Return all entries precisely as they stand, without the images.

(Dataset entries)
______

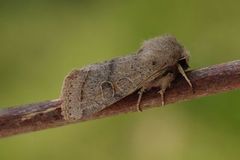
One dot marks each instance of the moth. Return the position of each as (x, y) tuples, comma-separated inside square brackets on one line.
[(89, 90)]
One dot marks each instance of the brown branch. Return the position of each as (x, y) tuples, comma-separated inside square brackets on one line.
[(206, 81)]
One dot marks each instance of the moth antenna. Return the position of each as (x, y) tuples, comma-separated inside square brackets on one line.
[(180, 69)]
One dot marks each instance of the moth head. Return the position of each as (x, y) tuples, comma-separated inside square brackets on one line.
[(164, 51)]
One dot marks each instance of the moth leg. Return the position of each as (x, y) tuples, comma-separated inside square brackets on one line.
[(163, 83), (82, 85), (180, 69), (141, 91), (162, 92)]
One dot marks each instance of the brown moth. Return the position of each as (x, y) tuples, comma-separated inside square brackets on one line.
[(90, 89)]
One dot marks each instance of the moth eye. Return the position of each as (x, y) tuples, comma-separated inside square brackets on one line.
[(154, 63)]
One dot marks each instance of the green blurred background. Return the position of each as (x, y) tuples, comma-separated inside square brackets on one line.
[(41, 41)]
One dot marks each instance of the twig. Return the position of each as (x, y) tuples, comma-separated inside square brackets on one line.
[(206, 81)]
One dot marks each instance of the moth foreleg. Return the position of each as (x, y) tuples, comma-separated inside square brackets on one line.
[(141, 91), (180, 69)]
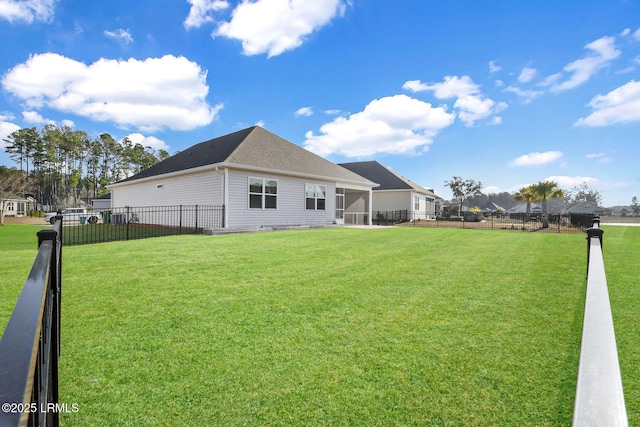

______

Written reply:
One dot marks each instance of the moth. Return the position of each as (x, y) tuples, comma-separated inside square brackets on one line.
[(89, 90)]
One dot marks each instance of the brown branch. Return the position of each as (x, y) tuples, comma-separated inside square brackets on one line.
[(206, 81)]
One dot marks each instance of the moth antenna. Return the position of each as (x, y) tuples, comma-separated inside square brackets on one line.
[(180, 69)]
One dot marks each instance of the moth head. Return the position of each as (x, y) tuples, comma-separated inside square brackets on one line.
[(164, 51)]
One dot marks each instance of the moth leg. Return the position of each as (x, y) tuples, comma-separated inside square brackets on one line.
[(163, 83), (82, 85), (180, 69), (141, 91), (162, 92)]
One dot marks each instance of the brown moth. Return the position of each as (x, y) tuples, comma-separated inside square brackets on one line.
[(90, 89)]
One dot marks each instance of the moth eye. Return the position of each as (x, y) tuples, comma-separated inside square brackets on one line.
[(154, 63)]
One dot marks each instance of the green blurred background. Return the position of each as (x, y) tuples, comma-separated inside square brackets on one line.
[(41, 41)]
One dot marks each instance of the twig. Return the position of each as (x, y) tuples, comma-separated inside square brackets on one line.
[(206, 81)]
One dot marks each instance of the moth foreleg. Return the position of each as (x, y) tuples, comma-separated inside square brackets on one line.
[(141, 91), (180, 69)]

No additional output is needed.